Вопросы к материалу:
(a) Перечислите все, через что, согласно тексту упражнения, может быть совершен переход в иную манеру существования.
(b) Ответьте по тексту упражнения:
(i) В какие годы велась психотерапевтическая работа, описанная в статье?
(ii) С каким способом духовного бытия больной нужно породниться, чтобы переход был удачным?
(iii) Что скрывалось в прежнем проекте бытия?

Текст упражнения:
Почему это служит цели защиты? Потому что и мир, соответственно, оказывает меньше противодавления. [Такое динамическое изменение взаимоотношения личности с миром является типичным для шизофрении.] Но отказ от прежней духовно-психологической ориентации с ее высокими претензиями, в которые было вложено много эмоциональной энергии, очень непрост. Переход в иную манеру существования, более бедную с точки зрения Светы, может быть совершен лишь через слезы, боль, нравственный протест, ламентации и истерики. Этот переход будет удачным, если больная сможет породниться с более тихим, внешне скромным способом духовного бытия. Случится ли так? Думаю, что никто не сможет сейчас дать ответ. Я, со своей стороны, ненавязчиво помогал ей жить по-иному. Прежний проект бытия требовал изменений, так как в нем скрывались ростки психотики. Итак, проблемой выработки иного проекта бытия я, пожалуй, и закончу свой рассказ. Этот последний пункт высвечивает взаимосвязь духовной позиции и психологических проблем — тот перекресток, где духовная и психиатрическая помощь вынуждены встретиться. Статья описывает психотерапевтическую работу в 1984—1987 гг. Это был мой первый большой психотерапевтический случай.

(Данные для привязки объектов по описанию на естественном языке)

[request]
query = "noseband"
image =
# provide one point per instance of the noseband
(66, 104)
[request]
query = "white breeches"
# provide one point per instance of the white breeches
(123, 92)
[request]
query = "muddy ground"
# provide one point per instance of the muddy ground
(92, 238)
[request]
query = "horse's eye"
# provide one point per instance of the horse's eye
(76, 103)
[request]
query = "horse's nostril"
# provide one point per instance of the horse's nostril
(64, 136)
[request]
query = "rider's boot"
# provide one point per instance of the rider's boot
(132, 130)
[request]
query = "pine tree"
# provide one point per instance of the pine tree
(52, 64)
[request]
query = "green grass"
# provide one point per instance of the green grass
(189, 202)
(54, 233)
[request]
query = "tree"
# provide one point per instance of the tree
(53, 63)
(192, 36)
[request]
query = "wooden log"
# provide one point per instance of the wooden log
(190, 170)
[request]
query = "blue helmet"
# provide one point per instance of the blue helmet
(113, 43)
---
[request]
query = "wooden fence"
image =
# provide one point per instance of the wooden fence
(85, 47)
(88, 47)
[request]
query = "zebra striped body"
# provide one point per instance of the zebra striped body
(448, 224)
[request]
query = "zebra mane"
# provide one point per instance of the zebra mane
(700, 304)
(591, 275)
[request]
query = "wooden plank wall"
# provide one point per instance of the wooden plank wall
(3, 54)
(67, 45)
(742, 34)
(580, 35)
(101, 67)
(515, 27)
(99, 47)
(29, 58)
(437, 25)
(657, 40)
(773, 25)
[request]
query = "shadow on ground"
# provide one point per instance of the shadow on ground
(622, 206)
--
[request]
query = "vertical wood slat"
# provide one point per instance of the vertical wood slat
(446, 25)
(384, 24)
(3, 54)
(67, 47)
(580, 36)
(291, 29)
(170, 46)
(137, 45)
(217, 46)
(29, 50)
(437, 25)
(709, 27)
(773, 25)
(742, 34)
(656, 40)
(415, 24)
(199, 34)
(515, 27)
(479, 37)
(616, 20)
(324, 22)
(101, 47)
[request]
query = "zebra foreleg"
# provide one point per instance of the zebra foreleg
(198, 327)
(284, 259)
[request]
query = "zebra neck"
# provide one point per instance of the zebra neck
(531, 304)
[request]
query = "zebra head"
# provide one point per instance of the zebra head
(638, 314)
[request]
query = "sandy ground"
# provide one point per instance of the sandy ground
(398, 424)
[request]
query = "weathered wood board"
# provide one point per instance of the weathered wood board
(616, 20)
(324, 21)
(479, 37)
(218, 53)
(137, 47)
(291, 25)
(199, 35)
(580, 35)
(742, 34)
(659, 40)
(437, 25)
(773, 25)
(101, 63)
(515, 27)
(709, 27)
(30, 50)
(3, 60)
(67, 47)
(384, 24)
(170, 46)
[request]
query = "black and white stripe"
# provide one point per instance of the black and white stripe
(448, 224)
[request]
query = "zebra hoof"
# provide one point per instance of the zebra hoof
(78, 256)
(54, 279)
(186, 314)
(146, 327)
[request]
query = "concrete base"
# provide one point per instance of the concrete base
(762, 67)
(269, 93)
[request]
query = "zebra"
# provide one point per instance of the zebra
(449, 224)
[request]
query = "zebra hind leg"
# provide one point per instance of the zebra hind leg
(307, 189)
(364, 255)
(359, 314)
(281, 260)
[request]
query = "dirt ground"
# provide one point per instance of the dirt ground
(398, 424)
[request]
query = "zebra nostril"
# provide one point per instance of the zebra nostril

Ответы по пунктам:
(a) Слезы, боль, нравственный протест, ламентации, истерики.

(b)
(i) В 1984—1987 гг.
(ii) С более тихим, внешне скромным способом духовного бытия.
(iii) Ростки психотики.